::: Kutipan Pilihan :::

Share ke media
Opini Publik

Kaltim Kaya SDA, Minim Fasilitas Pendidikan

05 Dec 2022 03:00:38650 Dibaca
No Photo
ilustrasi gamber : kaltim.tribunnews.com - Capaian Pendidikan di Kalimantan Timur - 1 Mei 2017

Samarinda - Provinsi Kalimantan Timur (Kaltim) merupakan salah satu provinsi terluas kedua setelah Papua. Dikutip dari laman resmi Pemerintah Provinsi Kalimantan Timur, kaltimprov.go.id, Kaltim memiliki luas wilayah daratan 127.267,52 km2 dan luas pengelolaan laut 25.656 km2 dengan ibu kota Samarinda. Kaltim dibagi menjadi 7 kabupaten, 3 kota, 107 kecamatan, dan 1.032 desa/kelurahan. Hasil sumber daya alam sebagian besar diekspor keluar negeri, sehingga Kaltim merupakan penghasil devisa utama bagi negara, khususnya dari sektor pertambangan dan kehutanan. Hasil tambang Kaltim, di antaranya minyak, gas alam, dan batu bara.

::: Data Terekstraksi :::

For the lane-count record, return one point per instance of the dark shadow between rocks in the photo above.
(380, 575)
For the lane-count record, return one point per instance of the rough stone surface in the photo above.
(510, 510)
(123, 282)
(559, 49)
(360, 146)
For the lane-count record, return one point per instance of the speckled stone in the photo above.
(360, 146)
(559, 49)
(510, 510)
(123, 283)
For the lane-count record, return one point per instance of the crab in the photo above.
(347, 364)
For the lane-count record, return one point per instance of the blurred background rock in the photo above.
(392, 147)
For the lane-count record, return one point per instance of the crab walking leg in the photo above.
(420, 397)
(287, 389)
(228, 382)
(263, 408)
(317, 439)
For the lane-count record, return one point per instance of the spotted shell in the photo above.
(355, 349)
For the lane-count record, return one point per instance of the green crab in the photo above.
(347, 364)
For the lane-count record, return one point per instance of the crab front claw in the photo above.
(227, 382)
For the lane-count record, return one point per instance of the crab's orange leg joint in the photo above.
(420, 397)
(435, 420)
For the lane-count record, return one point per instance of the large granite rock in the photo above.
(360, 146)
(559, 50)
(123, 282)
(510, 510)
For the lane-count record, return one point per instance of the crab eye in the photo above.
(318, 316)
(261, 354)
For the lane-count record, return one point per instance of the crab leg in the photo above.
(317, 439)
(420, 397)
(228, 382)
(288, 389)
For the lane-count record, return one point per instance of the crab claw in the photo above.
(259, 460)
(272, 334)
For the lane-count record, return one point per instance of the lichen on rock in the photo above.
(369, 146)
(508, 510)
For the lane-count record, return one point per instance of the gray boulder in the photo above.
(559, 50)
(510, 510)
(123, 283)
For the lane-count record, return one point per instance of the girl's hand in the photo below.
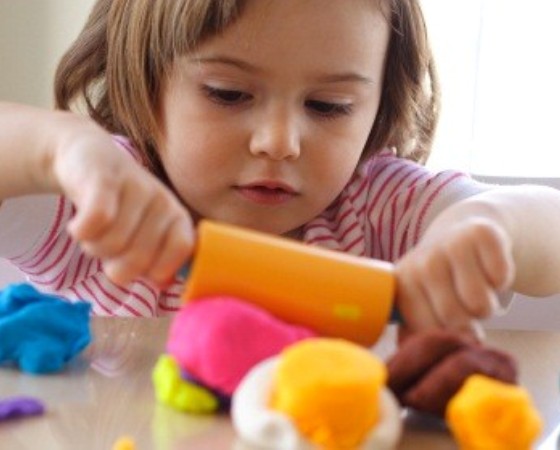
(453, 276)
(124, 214)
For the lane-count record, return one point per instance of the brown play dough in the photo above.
(430, 367)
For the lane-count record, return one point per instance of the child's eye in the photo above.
(327, 109)
(227, 97)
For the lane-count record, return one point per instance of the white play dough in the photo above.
(264, 428)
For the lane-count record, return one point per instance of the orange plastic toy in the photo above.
(335, 294)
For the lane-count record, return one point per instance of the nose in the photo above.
(276, 135)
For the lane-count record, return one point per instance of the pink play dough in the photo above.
(219, 339)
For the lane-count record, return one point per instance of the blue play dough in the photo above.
(40, 332)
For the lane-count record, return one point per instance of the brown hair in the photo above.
(117, 64)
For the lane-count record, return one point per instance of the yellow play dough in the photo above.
(330, 388)
(487, 414)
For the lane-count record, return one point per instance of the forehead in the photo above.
(352, 34)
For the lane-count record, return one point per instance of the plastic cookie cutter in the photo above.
(333, 293)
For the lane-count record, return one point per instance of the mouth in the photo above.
(267, 192)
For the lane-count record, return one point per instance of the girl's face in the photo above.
(264, 125)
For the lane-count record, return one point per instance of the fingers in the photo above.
(451, 282)
(158, 247)
(136, 226)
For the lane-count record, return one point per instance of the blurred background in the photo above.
(499, 67)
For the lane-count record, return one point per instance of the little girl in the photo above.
(303, 118)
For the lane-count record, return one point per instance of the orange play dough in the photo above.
(489, 414)
(330, 388)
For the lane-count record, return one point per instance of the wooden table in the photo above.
(107, 393)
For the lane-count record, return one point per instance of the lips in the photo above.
(267, 192)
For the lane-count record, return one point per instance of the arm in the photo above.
(125, 216)
(497, 240)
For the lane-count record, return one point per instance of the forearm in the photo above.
(530, 215)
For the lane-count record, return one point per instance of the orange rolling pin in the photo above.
(333, 293)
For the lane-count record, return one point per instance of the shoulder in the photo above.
(127, 146)
(389, 200)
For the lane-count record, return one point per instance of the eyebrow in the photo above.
(245, 66)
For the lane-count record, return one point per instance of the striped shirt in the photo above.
(381, 214)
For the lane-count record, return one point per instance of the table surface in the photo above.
(106, 393)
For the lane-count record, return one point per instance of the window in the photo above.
(500, 73)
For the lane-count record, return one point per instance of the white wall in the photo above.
(33, 36)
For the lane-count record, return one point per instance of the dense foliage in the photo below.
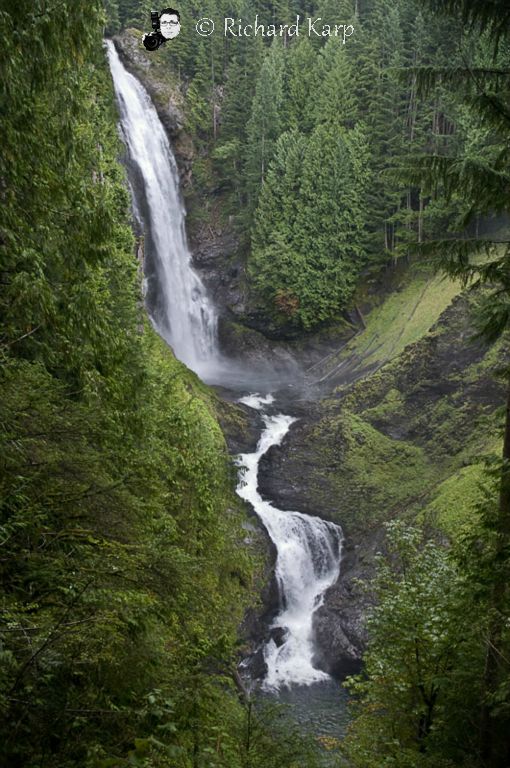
(122, 576)
(335, 113)
(440, 695)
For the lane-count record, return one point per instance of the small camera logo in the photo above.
(165, 25)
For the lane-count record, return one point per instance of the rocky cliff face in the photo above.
(374, 439)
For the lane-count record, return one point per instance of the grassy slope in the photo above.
(411, 436)
(415, 301)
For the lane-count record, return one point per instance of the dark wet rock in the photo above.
(255, 665)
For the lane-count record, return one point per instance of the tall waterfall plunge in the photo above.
(308, 548)
(182, 312)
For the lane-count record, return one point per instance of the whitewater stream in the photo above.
(183, 315)
(308, 548)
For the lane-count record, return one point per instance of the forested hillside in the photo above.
(123, 577)
(305, 139)
(125, 564)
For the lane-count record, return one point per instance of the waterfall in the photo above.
(307, 563)
(182, 312)
(308, 548)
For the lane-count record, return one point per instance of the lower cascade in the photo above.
(308, 548)
(307, 563)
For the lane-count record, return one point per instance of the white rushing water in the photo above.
(308, 548)
(308, 562)
(184, 317)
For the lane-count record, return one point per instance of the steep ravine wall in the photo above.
(383, 448)
(404, 409)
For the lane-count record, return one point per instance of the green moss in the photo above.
(403, 318)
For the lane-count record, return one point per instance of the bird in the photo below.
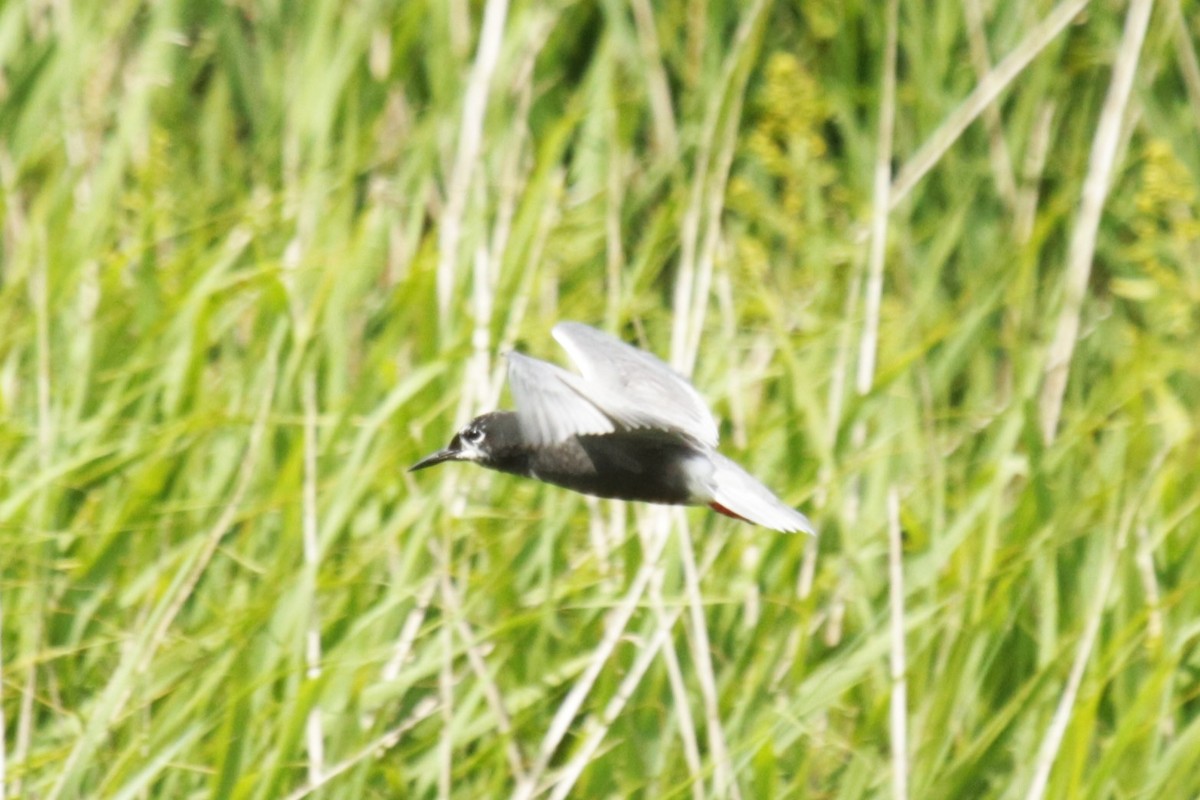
(627, 426)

:::

Tujuan Latihan :: Menurut teks tentang Kalimantan Timur, apa saja hasil tambang provinsi itu?

Hasil Latihan :: Minyak, gas alam, dan batu bara.